[TEXT EXCERPT]
/---
OK, so now your formula is
a = \frac{GMr^2}{r^4+GM}(1 + 2 \sin (0.0004 \sqrt{r}))
That still doesn’t make sense, as in denominator now we have r^4, which has units of m^4, added to G M, which has units of m^3 s^{-2}.
So you have discrepancies on the order of 10^(-2) ms^(-2). The Pioneer anomaly was a discrepancy on the order of 10^(-10) ms^(-2). It took maybe a decade, around 10^9 s, to become noticeable. Your anomalous acceleration would become noticeable somewhere on the order of seconds to days, at most.
@PdotdQ: G is numerically, the gravitational constant with appropriate units. What “appropriate” means, I don’t know yet. Same goes with your other concerns about units; put in whatever units make it work for you.
When you say the model needs to get 9.8 m/s^2 on Earth … please. This is obvious. I’m putting forward a general, rough idea in its rudimentary stages. Hey, how would MOND theorists feel if they got their predicted accelerations to within 20% of the observed value? As I keep explaining, I would appreciate a comment on the general idea rather concentrating on details. About Newton: Yes, it contradicts Newton. It also contradicts Einstein.
About Bertrand’s theorem: The entire point of my citing Bertrand was to point out that I think the gravity law does NOT follow his theorem. Newton followed his theorem based on observations. What I am saying is that over the course of billions of years, the dust, gas, and other matter around the sun eventually settle in a way consistent with Bertrand’s theorem, because the matter has sometimes been pushed further out, and sometimes pulled nearer in. You are very correct in that I certainly have not proven this mathematically – this must certainly be done before I can claim to have an actual theory.
\---
[INFORMATION SUPPLIED]
/---
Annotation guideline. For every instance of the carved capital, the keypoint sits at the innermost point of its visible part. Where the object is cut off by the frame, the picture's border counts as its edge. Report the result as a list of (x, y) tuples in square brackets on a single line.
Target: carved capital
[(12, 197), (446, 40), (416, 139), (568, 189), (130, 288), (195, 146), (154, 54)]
\---
Please give the order of magnitude of the Pioneer anomaly discrepancy, as stated in the text on the proposed gravity formula.

On the order of 10^(-10) ms^(-2).